JOB A => Repeat word for word everything in the Sharknado review from "Sharknado (2013)" down to "title Shark Tsunami.".

PASSAGE =>
Sharknado (2013)

Sharknado

The best worst film of the summer!

sharknadoAuthor: Written by a gentleman whose name is apparently Thunder Levin. This name is not, as you might imagine, a 21st century take on Alan Smithee. Mr. Levin is a real person who wishes his association with this film to be known; he also co-wrote and directed the recent piece de merde, Atlantic Rim — released the same month as the much more expensive Pacific Rim, but this one stars David Chokachi, previously known for Baywatch, and features Canadian First Nations actor Graham Greene, who should have known better but probably had a granddaughter who needed dental work or something. Anyway, Thunder Levin is proud of himself, and who can gainsay that? I’ve never had a film script produced, although apparently all I have to do is think of a plot that goes with the title Shark Tsunami.

EXERCISE MATERIALS =>
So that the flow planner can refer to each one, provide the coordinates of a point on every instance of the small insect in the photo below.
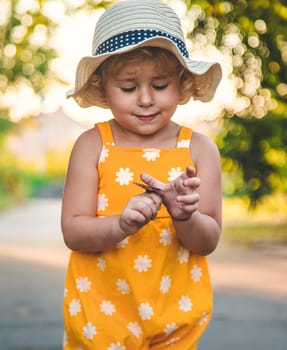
(148, 188)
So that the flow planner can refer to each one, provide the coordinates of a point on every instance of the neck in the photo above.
(166, 137)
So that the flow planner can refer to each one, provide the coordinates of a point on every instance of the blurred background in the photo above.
(41, 42)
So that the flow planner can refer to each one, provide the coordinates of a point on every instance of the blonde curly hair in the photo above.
(164, 61)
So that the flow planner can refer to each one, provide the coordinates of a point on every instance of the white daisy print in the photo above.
(145, 311)
(169, 328)
(183, 143)
(124, 176)
(165, 237)
(107, 307)
(103, 202)
(182, 255)
(116, 346)
(83, 284)
(142, 263)
(196, 273)
(123, 286)
(151, 154)
(74, 307)
(123, 243)
(172, 341)
(165, 284)
(101, 264)
(174, 173)
(65, 339)
(203, 319)
(185, 303)
(89, 330)
(104, 154)
(135, 329)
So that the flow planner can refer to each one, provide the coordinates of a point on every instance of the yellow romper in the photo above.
(147, 292)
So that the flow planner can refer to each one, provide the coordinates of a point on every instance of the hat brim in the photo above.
(207, 74)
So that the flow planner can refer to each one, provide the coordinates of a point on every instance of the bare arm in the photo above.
(194, 202)
(82, 230)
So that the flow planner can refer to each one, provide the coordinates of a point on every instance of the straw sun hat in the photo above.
(131, 24)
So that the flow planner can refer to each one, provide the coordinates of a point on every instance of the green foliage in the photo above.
(248, 142)
(252, 141)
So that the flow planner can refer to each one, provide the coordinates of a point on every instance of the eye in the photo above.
(160, 87)
(128, 89)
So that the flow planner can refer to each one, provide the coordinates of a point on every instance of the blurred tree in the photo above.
(26, 54)
(254, 33)
(254, 140)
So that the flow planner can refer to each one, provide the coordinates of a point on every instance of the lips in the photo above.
(147, 118)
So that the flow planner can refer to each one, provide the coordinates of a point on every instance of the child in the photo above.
(138, 275)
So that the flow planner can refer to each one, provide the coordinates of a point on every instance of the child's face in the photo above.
(141, 98)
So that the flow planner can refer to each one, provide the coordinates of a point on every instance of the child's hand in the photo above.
(139, 211)
(179, 196)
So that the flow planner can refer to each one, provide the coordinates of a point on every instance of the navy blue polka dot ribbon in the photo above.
(134, 37)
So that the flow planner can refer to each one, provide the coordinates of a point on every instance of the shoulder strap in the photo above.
(184, 137)
(106, 133)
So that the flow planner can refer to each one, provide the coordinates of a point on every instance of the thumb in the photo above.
(190, 171)
(151, 181)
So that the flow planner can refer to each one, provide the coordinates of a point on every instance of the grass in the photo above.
(264, 226)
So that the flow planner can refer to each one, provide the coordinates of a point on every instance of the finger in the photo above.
(147, 207)
(190, 171)
(193, 182)
(188, 199)
(151, 181)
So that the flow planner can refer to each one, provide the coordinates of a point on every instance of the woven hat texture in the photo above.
(131, 24)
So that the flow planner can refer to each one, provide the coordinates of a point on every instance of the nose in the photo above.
(145, 97)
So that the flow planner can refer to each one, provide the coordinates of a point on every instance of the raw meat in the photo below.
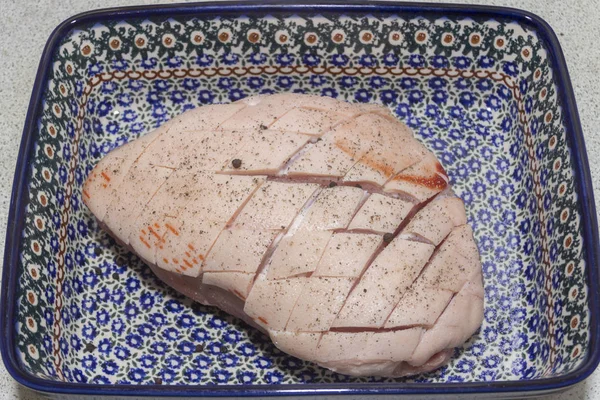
(326, 225)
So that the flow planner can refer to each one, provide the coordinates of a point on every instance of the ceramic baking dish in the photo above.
(487, 89)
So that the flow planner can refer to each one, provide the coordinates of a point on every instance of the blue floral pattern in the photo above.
(498, 132)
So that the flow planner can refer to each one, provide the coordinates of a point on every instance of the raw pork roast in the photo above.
(326, 225)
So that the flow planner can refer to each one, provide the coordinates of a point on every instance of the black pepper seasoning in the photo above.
(388, 237)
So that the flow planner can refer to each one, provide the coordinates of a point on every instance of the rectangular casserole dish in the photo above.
(485, 88)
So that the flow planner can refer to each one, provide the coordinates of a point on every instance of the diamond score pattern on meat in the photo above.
(326, 225)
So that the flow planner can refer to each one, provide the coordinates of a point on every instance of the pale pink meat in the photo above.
(326, 225)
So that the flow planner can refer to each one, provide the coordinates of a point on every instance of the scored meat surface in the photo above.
(326, 225)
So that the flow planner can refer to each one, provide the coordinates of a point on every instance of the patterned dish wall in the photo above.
(479, 94)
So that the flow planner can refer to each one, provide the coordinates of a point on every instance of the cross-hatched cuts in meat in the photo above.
(324, 224)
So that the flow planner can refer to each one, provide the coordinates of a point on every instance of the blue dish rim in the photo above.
(575, 139)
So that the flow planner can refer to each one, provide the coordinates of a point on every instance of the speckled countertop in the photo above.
(25, 27)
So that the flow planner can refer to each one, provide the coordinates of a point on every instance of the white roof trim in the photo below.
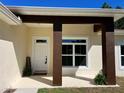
(61, 11)
(7, 16)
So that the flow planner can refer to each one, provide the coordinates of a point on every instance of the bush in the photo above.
(100, 79)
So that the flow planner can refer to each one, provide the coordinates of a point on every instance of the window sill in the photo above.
(82, 67)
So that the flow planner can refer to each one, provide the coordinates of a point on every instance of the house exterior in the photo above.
(60, 41)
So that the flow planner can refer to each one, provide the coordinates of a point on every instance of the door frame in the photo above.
(33, 45)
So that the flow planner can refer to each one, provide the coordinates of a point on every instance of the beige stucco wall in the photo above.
(94, 48)
(85, 31)
(12, 53)
(16, 44)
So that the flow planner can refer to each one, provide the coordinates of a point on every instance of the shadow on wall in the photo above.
(9, 65)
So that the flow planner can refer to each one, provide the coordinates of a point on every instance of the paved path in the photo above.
(26, 90)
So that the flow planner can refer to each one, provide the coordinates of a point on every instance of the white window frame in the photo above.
(73, 52)
(121, 67)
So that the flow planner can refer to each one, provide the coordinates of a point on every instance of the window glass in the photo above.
(122, 60)
(122, 49)
(41, 41)
(67, 49)
(80, 60)
(74, 52)
(67, 61)
(73, 41)
(80, 49)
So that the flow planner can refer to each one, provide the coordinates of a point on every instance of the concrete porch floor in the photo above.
(46, 82)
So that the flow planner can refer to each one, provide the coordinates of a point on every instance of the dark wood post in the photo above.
(57, 54)
(108, 52)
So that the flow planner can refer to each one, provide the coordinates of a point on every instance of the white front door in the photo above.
(40, 55)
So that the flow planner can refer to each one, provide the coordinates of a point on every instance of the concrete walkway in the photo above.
(26, 90)
(36, 82)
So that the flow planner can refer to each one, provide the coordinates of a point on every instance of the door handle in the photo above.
(46, 60)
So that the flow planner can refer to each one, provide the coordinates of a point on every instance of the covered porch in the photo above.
(106, 24)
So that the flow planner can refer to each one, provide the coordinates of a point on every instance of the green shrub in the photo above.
(100, 79)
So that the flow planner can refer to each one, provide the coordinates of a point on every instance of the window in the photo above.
(74, 52)
(41, 41)
(122, 55)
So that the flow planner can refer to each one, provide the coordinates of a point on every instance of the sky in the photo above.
(64, 3)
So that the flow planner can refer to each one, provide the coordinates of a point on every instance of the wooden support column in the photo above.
(57, 54)
(108, 52)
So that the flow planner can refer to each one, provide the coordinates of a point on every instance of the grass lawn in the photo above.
(120, 89)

JOB B => Rescale part of the listing. Reproduce everything from the line containing "window in the photo above." down to the end of the listing, requests included, and nothing else. Multiply each point coordinate in the answers by 1.4 and round to whole numbers, with halves rounded up.

EXERCISE SOLUTION A =>
Sharknado (2013)

Sharknado

The best worst film of the summer!

sharknadoAuthor: Written by a gentleman whose name is apparently Thunder Levin. This name is not, as you might imagine, a 21st century take on Alan Smithee. Mr. Levin is a real person who wishes his association with this film to be known; he also co-wrote and directed the recent piece de merde, Atlantic Rim — released the same month as the much more expensive Pacific Rim, but this one stars David Chokachi, previously known for Baywatch, and features Canadian First Nations actor Graham Greene, who should have known better but probably had a granddaughter who needed dental work or something. Anyway, Thunder Levin is proud of himself, and who can gainsay that? I’ve never had a film script produced, although apparently all I have to do is think of a plot that goes with the title Shark Tsunami.

EXERCISE SOLUTION B =>
So that the flow planner can refer to each one, provide the coordinates of a point on every instance of the window in the photo above.
(104, 73)
(57, 57)
(171, 77)
So that the flow planner can refer to each one, provide the coordinates of a point on every instance of the sky in the photo above.
(90, 4)
So that the flow planner can refer to each one, provide the coordinates of a point on every instance of the wooden support column in the photo above.
(80, 76)
(151, 73)
So that the flow planner can refer to each one, provide the coordinates of a point on every instance of the grass lawn in the photo above.
(168, 125)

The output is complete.